◆ Task goal
Copy out every one of the rows below line for line, with no changes to any character.

======== Records for this exercise

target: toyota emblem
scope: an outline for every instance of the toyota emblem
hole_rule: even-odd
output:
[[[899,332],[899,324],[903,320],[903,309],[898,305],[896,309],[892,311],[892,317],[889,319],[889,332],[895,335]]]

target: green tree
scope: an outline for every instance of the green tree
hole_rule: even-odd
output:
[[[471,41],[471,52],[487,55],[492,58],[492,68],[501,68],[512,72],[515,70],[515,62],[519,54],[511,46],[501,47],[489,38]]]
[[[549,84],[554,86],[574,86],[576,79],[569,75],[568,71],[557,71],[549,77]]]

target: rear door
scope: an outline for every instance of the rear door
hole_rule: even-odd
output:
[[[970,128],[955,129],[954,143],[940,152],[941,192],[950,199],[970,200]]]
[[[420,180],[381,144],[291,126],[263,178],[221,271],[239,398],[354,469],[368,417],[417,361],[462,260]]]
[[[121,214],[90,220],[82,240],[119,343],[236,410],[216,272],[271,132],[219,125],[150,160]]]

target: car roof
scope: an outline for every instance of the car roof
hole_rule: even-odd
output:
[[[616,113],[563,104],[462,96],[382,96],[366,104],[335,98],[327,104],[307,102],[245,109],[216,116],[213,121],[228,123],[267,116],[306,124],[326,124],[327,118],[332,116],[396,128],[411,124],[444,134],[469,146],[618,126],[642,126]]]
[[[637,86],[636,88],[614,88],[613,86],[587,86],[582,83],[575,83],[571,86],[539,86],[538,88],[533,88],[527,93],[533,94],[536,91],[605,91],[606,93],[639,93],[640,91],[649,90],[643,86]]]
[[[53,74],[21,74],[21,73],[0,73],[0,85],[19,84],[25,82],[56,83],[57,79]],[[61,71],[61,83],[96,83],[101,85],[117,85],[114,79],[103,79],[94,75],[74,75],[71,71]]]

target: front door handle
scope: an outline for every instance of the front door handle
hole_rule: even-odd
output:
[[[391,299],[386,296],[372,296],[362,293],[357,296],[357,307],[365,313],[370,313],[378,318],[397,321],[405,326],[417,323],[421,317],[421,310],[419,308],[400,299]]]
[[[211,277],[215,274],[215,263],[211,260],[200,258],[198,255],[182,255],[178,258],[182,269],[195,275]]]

================

◆ The answer
target: toyota emblem
scope: an outline for every instance of the toyota emblem
hole_rule: even-odd
output:
[[[899,332],[899,324],[903,320],[903,309],[898,305],[896,309],[892,311],[892,317],[889,319],[889,332],[895,335]]]

target: green tree
scope: an outline for every instance of the green tree
hole_rule: even-odd
output:
[[[471,41],[471,52],[487,55],[492,58],[492,68],[501,68],[512,72],[515,70],[515,62],[519,54],[511,46],[501,47],[489,38]]]
[[[549,84],[554,86],[574,86],[576,79],[569,75],[568,71],[557,71],[549,77]]]

target: rear door
scope: an outline for every instance of the rear door
hole_rule: even-odd
output:
[[[970,128],[955,129],[954,143],[940,152],[941,192],[950,199],[970,200]]]
[[[420,180],[381,144],[291,126],[263,178],[221,271],[239,398],[354,469],[368,417],[417,361],[462,260]]]
[[[121,214],[90,220],[82,240],[119,343],[236,410],[216,272],[271,132],[219,125],[150,160]]]

target: car roof
scope: an outline for every instance of the car roof
hole_rule: even-odd
output:
[[[616,113],[563,104],[462,96],[382,96],[366,104],[335,98],[327,104],[307,102],[245,109],[216,116],[213,121],[228,123],[267,116],[306,124],[326,124],[327,118],[332,116],[396,128],[411,124],[444,134],[469,146],[618,126],[642,126]]]
[[[637,86],[636,88],[614,88],[613,86],[587,86],[582,83],[575,83],[571,86],[539,86],[538,88],[533,88],[527,93],[533,94],[536,91],[605,91],[606,93],[639,93],[640,91],[649,90],[643,86]]]
[[[53,74],[21,74],[21,73],[0,73],[0,85],[19,84],[25,82],[56,83],[57,79]],[[61,71],[61,83],[96,83],[101,85],[117,85],[114,79],[103,79],[94,75],[74,75],[71,71]]]

target: front door handle
scope: an outline for every instance of the front door handle
hole_rule: even-odd
output:
[[[391,299],[386,296],[372,296],[362,293],[357,296],[357,307],[365,313],[370,313],[378,318],[397,321],[405,326],[417,323],[421,317],[421,310],[419,308],[400,299]]]
[[[211,277],[215,274],[215,263],[211,260],[200,258],[198,255],[182,255],[178,258],[182,269],[195,275]]]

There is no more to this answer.